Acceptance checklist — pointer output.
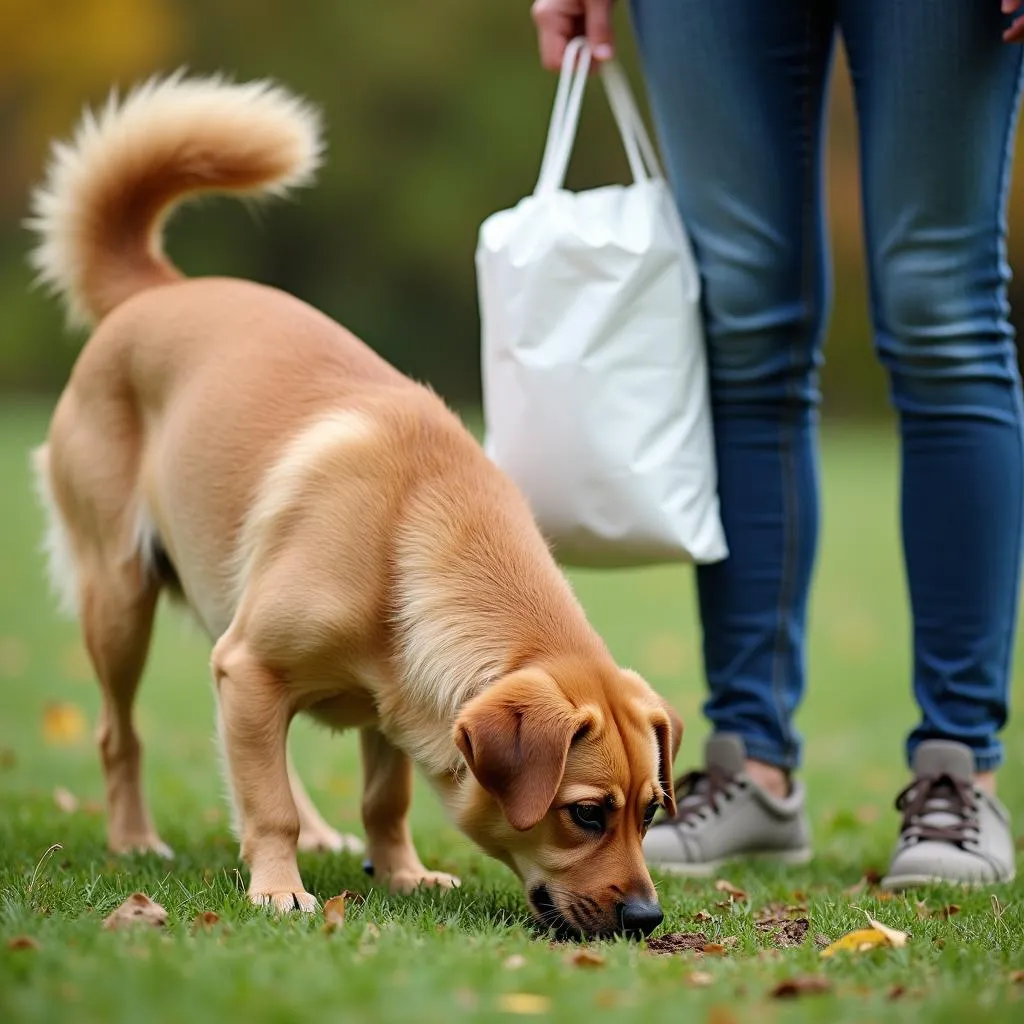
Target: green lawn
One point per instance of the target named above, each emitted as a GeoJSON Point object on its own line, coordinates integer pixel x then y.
---------------
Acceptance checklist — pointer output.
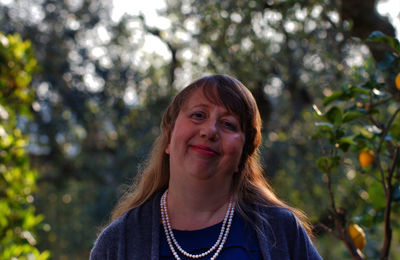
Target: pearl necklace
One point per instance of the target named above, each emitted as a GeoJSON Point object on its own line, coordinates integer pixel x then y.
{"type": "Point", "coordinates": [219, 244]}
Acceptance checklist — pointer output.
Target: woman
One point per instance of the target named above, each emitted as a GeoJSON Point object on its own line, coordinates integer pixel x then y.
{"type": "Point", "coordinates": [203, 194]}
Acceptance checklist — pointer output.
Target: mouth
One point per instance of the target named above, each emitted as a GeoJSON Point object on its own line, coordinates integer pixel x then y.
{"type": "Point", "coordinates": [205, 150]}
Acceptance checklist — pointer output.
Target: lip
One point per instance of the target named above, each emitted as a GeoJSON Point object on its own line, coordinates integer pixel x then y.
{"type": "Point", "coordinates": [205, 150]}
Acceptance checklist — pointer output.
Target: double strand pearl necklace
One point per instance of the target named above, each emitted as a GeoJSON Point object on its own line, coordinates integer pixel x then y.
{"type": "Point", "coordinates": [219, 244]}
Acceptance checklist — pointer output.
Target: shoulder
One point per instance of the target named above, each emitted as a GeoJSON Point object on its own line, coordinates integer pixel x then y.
---------------
- **Aim of the task**: Please show each line from the items above that contains the string "pearl". Case counts.

- **Written solution**:
Target: pearl necklace
Target: double strand pearl necklace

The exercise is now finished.